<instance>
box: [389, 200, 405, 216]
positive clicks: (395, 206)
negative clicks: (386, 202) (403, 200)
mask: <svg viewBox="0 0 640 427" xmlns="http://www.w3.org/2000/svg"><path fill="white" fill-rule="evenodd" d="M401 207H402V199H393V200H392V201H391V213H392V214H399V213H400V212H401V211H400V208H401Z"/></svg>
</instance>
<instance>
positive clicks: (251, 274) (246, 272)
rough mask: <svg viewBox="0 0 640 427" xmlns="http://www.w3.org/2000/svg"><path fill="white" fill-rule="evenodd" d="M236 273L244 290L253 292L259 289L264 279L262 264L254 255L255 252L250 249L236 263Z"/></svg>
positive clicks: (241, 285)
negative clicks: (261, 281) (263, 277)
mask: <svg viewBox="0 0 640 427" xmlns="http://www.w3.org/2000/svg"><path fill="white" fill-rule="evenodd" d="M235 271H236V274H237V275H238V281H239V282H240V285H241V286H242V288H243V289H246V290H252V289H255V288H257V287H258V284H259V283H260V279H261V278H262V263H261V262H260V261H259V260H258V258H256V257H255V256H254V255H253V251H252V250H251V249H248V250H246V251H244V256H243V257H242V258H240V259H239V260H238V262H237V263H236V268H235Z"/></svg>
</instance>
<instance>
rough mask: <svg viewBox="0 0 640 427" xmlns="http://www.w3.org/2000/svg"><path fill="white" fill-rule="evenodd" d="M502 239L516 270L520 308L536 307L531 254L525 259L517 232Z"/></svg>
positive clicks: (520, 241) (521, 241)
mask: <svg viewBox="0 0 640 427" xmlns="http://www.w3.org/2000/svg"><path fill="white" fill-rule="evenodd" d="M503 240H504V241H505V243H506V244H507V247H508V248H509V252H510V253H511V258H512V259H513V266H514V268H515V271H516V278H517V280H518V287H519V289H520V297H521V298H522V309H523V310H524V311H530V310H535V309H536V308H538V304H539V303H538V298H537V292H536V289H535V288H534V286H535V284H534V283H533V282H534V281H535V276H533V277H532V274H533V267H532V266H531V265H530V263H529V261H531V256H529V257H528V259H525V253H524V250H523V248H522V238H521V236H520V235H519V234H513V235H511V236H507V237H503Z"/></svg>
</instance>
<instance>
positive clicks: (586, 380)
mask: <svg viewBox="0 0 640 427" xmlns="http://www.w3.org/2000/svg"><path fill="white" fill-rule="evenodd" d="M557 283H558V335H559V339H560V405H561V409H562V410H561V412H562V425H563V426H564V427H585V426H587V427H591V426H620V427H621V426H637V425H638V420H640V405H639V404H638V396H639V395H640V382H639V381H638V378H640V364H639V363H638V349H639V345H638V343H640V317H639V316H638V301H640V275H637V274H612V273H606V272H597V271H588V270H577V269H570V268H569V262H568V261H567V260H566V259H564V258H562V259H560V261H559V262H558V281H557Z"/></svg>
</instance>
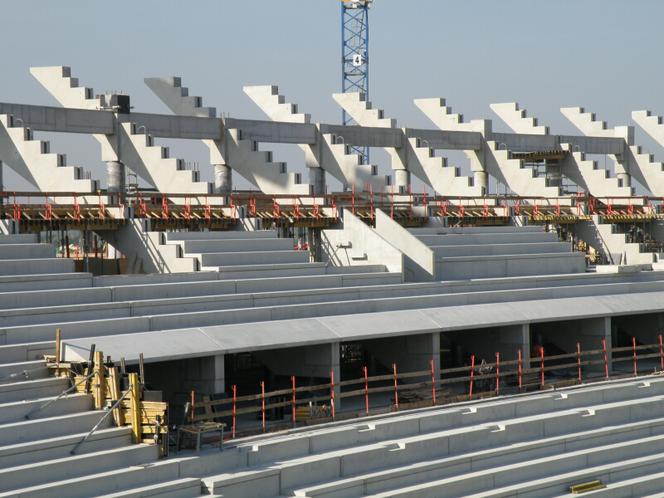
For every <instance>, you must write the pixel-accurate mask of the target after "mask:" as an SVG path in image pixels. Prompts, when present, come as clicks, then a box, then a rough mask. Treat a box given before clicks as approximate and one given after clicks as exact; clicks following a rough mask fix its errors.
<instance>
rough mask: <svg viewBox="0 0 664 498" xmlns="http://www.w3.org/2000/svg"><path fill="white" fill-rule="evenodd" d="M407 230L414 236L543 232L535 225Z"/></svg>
mask: <svg viewBox="0 0 664 498" xmlns="http://www.w3.org/2000/svg"><path fill="white" fill-rule="evenodd" d="M408 231H409V232H410V233H412V234H413V235H415V236H419V235H437V234H470V233H473V234H488V233H524V232H544V228H543V227H541V226H537V225H531V226H524V227H517V226H492V227H434V226H429V227H421V228H409V229H408Z"/></svg>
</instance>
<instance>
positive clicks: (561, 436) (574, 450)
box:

◆ What you need to do ◆
Convert every line of the listing above into a Markdown table with the columns "Number" and "Entry", giving each line its row number and text. Skip blank lines and leave the pictures out.

◆ Solution to the exercise ◆
| Number | Entry |
|---|---|
| 1 | <instance> |
| 2 | box: [389, 200, 405, 216] |
| 3 | positive clicks: (395, 206) |
| 4 | negative clicks: (386, 202) (403, 200) |
| 5 | mask: <svg viewBox="0 0 640 427" xmlns="http://www.w3.org/2000/svg"><path fill="white" fill-rule="evenodd" d="M401 207H402V199H393V200H392V201H391V213H392V214H399V213H400V212H401V211H400V208H401Z"/></svg> |
| 6 | </instance> |
| 7 | <instance> |
| 8 | positive clicks: (251, 274) (246, 272) |
| 9 | rough mask: <svg viewBox="0 0 640 427" xmlns="http://www.w3.org/2000/svg"><path fill="white" fill-rule="evenodd" d="M236 273L244 290L253 292L259 289L264 279L262 264L254 255L255 252L250 249L236 263Z"/></svg> |
| 10 | positive clicks: (241, 285) |
| 11 | negative clicks: (261, 281) (263, 277) |
| 12 | mask: <svg viewBox="0 0 640 427" xmlns="http://www.w3.org/2000/svg"><path fill="white" fill-rule="evenodd" d="M235 271H236V274H237V275H238V281H239V282H240V285H241V286H242V288H243V289H246V290H252V289H255V288H257V287H258V284H259V283H260V279H261V278H262V263H261V262H260V261H259V260H258V258H256V257H255V256H254V255H253V251H252V250H251V249H248V250H246V251H244V256H243V257H242V258H240V259H239V260H238V262H237V263H236V268H235Z"/></svg> |
| 13 | </instance> |
| 14 | <instance> |
| 15 | rough mask: <svg viewBox="0 0 640 427" xmlns="http://www.w3.org/2000/svg"><path fill="white" fill-rule="evenodd" d="M502 239L516 270L520 308L536 307L531 254L525 259L517 232Z"/></svg> |
| 16 | positive clicks: (520, 241) (521, 241) |
| 17 | mask: <svg viewBox="0 0 640 427" xmlns="http://www.w3.org/2000/svg"><path fill="white" fill-rule="evenodd" d="M503 240H504V241H505V243H506V244H507V247H508V248H509V252H510V253H511V258H512V259H513V266H514V268H515V271H516V278H517V280H518V287H519V289H520V297H521V298H522V309H523V310H524V311H530V310H535V309H536V308H538V304H539V303H538V298H537V292H536V289H535V288H534V286H535V284H534V283H533V282H534V281H535V276H533V277H532V274H533V267H532V266H531V265H530V263H529V261H531V256H529V257H528V259H525V253H524V250H523V248H522V238H521V236H520V235H519V234H513V235H511V236H507V237H503Z"/></svg> |
| 18 | </instance> |
| 19 | <instance> |
| 20 | positive clicks: (586, 380) |
| 21 | mask: <svg viewBox="0 0 640 427" xmlns="http://www.w3.org/2000/svg"><path fill="white" fill-rule="evenodd" d="M557 283H558V335H559V339H560V405H561V409H562V410H561V412H562V425H563V426H564V427H585V426H587V427H591V426H620V427H621V426H637V425H638V420H640V405H639V404H638V396H639V395H640V382H639V381H638V378H640V364H639V363H638V349H639V345H638V343H640V317H639V316H638V301H640V275H637V274H612V273H606V272H597V271H588V270H577V269H570V268H569V262H568V261H567V260H566V259H564V258H562V259H560V261H559V262H558V281H557Z"/></svg> |
| 22 | </instance> |
| 23 | For every <instance>, you must write the pixel-accurate mask of the target after "mask:" as an SVG path in image pixels. Prompts, when present, come as clicks, then a box, then a rough mask. Treat a box given before clicks as approximate and one given after clicks as exact; clicks following a rough mask fix its errors. |
| 24 | <instance> |
| 25 | rough mask: <svg viewBox="0 0 664 498" xmlns="http://www.w3.org/2000/svg"><path fill="white" fill-rule="evenodd" d="M407 230L414 236L543 232L535 225Z"/></svg> |
| 26 | mask: <svg viewBox="0 0 664 498" xmlns="http://www.w3.org/2000/svg"><path fill="white" fill-rule="evenodd" d="M408 231H409V232H410V233H412V234H413V235H415V236H419V235H437V234H470V233H473V234H488V233H524V232H544V228H543V227H541V226H537V225H531V226H524V227H517V226H492V227H434V226H429V227H421V228H409V229H408Z"/></svg> |
| 27 | </instance> |
| 28 | <instance> |
| 29 | positive clicks: (561, 436) (574, 450) |
| 30 | box: |